> [PROBLEM STATEMENT]
Carry on the Group Diffie-Hellman project write-up from its last sentence, writing the next part in the same style.

Completely focus on the Diffie-Hellman implementation, and then after we have it working go for the network load estimation. The network estimation can be quite simple, as it misses our scope, and there are other groups focusing on it. A simple estimation can simply observe the tendency of the last few moments of the network, "how is the load of the last few seconds", "is the load growing?", "how much load the key exchange would introduce?".

We will focus on the Group Diffie-Hellman algorithms on Wikipedia[[3]], 2 algorithms, and Steiner[[2]], 6 algorithms, to make our choice.

Task 2 - Choose Group Diffie-Hellman algorithm

We compared the workings of 8 different algorithms, 6 described in Steiner[[2]](GDH.1, GDH.2, GDH.3, ING, BD, BD') and 2 directly from Wikipedia[[3]](WIK.1, WIK.2), using 4 different metrics. The following graphs show these comparisons, and each metric is described following it.

Number of rounds, ends up describing the amount of time needed for n nodes to exchange the messages. As a smaller number of rounds means that more messages can be exchanged concurrently, in the same round.

Image (1)
Total messages is simply the total number of transmitted messages in the network.

Image (2)
Total message size, is the sum of the size of all transmitted messages. Some messages can be simple and small, but some messages can be larger, carrying more information.

Image (3)
Total exponentiations, is the sum of the amount of exponentiations performed by every node.

Conclusions for Task 2

Based upon the above metrics, we've opted for GDH.3 as our algorithm of choice, because it performed well in every metric, and it has a peculiar feature on the number of exponentiations. For this algorithm every node has only to perform (at max) 4 exponentiations, except one. As we can choose which node needs to perform more work, we can simply choose the gateway, that doesn't need to depend upon a battery as power source. The inner workings of GDH.3 can be found in Steiner[[2]].

WIK.2 has also performed rather well on the metrics, even though it is a simpler algorithm, it deserves some recognition.

> [INFORMATION SHOWN]

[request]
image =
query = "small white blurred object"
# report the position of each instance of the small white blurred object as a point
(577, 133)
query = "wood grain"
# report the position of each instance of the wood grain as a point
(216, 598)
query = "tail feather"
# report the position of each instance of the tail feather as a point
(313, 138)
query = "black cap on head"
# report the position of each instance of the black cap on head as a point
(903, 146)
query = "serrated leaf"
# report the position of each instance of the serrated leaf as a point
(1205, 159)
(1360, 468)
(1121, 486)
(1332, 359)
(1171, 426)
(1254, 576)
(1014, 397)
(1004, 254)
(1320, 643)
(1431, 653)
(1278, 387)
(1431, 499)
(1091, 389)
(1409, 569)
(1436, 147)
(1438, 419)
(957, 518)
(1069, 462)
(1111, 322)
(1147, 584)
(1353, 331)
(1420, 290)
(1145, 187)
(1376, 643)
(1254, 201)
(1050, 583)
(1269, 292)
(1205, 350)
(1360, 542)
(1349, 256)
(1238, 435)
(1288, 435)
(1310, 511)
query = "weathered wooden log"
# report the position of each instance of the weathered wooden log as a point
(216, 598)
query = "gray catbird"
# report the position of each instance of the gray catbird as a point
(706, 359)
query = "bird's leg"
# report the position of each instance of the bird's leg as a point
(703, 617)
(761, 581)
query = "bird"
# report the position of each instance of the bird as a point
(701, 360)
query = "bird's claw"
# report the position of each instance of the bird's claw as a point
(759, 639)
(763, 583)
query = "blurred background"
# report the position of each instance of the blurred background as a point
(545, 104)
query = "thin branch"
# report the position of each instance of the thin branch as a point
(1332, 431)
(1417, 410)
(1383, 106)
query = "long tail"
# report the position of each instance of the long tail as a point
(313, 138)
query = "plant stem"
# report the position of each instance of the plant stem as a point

> [TASK RESPONSE]
Task 3 - Simulate the chosen algorithm

We made a simple Python program to simulate each stage of the GDH.3 algorithm, the code can be found here. The major behaviors of the algorithm can be observed, and also some implementation details that will need to be considered as we progress.

We will need some more messages in the initial phase, than shown in Steiner[[2]]. Because in the first moment the nodes don't even know that a group-key-exchange was initiated, and they need to take part in it, also they don't know which are the other nodes taking part, therefore don't know which are the "next" node that they should forward their messages to. The node described as M_n-1 in the paper also needs to know about every other node.
Similarly to the previous detail, what's the use of the group if the interested nodes don't know every other node in the group? The gateway should also pass this information on the initial phase. OR have a service to answer, based of "group id", what are the nodes in the group.
The nodes need to pass information about which phase the group-key-exchange is to know how to answer to subsequent messages. OR store locally which is the last stage of the exchange that they answered for, being able to know which should be the next; the "group id" could also enter here allowing to a node to participate in multiple key-exchahnges at the same time
We have also took into account some simple security problems that could arise. No big measures need to be taken, as it seems that the only problems that could arise, would arise in any chosen algorithm, being it for a group or the already implemented Diffie-Hellman. Attacks could only consist of replay, or man-in-the-middle that would be invalidated by the cryptography based on time seen in Poly.

Conclusions for Task 3

Unfortunately the timing of the first test was a burden for us, and we couldn't implement the simulation on C++ using the interface of methods seen in EPOS. Anyway we could observe some behaviors that were not clear by just reading the paper, and will be very helpful to already have thought out possible solutions for them.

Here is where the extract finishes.